**Data to process:**
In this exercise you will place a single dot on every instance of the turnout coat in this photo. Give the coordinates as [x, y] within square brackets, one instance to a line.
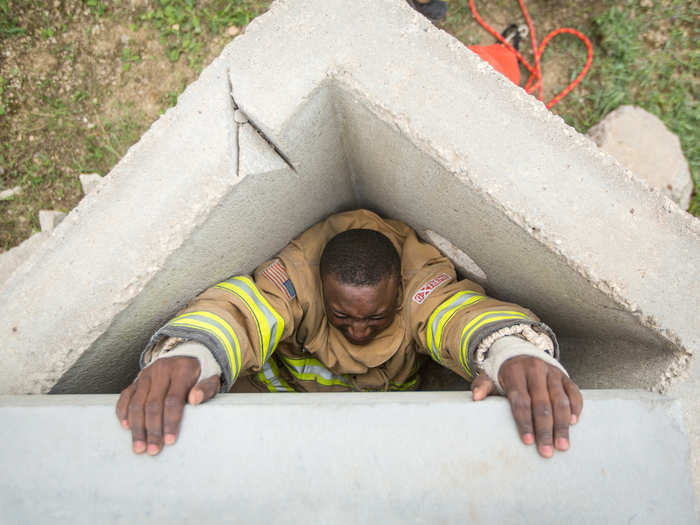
[270, 331]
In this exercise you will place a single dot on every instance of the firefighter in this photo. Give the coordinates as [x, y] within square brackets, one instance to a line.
[356, 303]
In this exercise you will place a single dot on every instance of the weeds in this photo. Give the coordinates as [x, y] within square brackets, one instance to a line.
[9, 25]
[129, 58]
[3, 106]
[645, 58]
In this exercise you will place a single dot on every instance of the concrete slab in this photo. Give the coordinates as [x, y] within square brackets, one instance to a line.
[344, 120]
[344, 458]
[440, 141]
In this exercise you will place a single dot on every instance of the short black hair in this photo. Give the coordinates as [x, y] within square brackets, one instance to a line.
[360, 257]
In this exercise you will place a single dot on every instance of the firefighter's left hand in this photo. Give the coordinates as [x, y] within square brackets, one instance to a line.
[543, 399]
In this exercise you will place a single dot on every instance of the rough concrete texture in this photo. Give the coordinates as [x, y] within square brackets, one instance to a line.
[15, 257]
[90, 182]
[344, 458]
[437, 139]
[642, 143]
[465, 265]
[49, 219]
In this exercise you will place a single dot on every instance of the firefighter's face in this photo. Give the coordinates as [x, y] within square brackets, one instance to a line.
[360, 312]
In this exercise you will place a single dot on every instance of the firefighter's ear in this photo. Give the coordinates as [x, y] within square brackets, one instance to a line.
[204, 390]
[482, 387]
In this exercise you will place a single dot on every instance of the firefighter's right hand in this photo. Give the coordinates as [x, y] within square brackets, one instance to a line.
[151, 407]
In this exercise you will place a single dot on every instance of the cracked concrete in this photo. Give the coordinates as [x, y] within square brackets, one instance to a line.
[475, 470]
[339, 118]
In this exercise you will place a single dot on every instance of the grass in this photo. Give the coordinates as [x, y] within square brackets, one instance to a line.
[50, 132]
[184, 26]
[644, 55]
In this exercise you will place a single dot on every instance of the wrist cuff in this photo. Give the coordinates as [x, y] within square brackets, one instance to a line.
[512, 346]
[208, 366]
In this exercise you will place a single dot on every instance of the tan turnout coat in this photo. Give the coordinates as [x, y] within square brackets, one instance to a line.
[272, 330]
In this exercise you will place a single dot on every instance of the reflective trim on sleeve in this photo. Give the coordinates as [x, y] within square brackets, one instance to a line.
[219, 329]
[408, 385]
[442, 315]
[270, 376]
[476, 323]
[310, 369]
[270, 324]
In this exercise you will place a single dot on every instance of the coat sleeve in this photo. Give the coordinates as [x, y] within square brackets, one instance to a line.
[450, 318]
[241, 321]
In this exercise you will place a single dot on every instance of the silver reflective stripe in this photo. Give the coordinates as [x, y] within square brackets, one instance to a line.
[270, 324]
[310, 369]
[272, 379]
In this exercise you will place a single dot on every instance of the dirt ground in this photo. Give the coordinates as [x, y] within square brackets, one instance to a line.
[81, 80]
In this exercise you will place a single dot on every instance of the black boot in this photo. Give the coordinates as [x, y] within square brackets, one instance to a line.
[435, 10]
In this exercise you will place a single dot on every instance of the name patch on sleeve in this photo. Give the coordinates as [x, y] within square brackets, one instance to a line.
[278, 275]
[425, 290]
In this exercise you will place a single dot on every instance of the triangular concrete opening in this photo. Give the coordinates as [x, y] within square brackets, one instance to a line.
[441, 142]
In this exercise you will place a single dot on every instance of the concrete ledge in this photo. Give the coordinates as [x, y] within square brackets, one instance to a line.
[344, 458]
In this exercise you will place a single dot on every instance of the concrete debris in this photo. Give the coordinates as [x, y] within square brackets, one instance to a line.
[12, 192]
[49, 219]
[90, 182]
[464, 264]
[641, 142]
[629, 452]
[438, 140]
[240, 117]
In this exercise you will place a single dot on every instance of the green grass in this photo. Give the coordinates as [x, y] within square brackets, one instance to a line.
[629, 66]
[661, 78]
[45, 140]
[184, 25]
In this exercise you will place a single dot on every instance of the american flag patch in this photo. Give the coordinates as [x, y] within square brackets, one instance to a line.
[425, 290]
[278, 275]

**What you should do:** Retype exactly the lines from the one containing "of the triangular" through the last line of the records above, including both.

**Correct result:**
In this exercise you will place a single dot on every instance of the triangular concrete opening in this photo. Give the coordinates as [x, y] within square brackets, one instance to a line.
[441, 142]
In this exercise you will place a single dot on every instance of the concrete ledge in this photo. Give the coordinates as [x, y] within square brackets, one instance to a line.
[344, 458]
In this exercise you will place a single dot on every instance of the concrete debris in this photo. Give the coordinates as [x, y] within square brackets, one instance to a line.
[12, 192]
[49, 219]
[90, 182]
[464, 264]
[641, 142]
[629, 452]
[438, 140]
[240, 117]
In this exercise you will place a single dot on every instance of the green grass in this photo. Give the coordinates as [x, y] within square brackets, one instance to a line.
[629, 66]
[661, 78]
[45, 140]
[184, 25]
In this exercise you will place a single dot on every instance of the american flag patch in this photo. Give the coordinates as [x, y] within square brackets, one instance to a line.
[425, 290]
[278, 275]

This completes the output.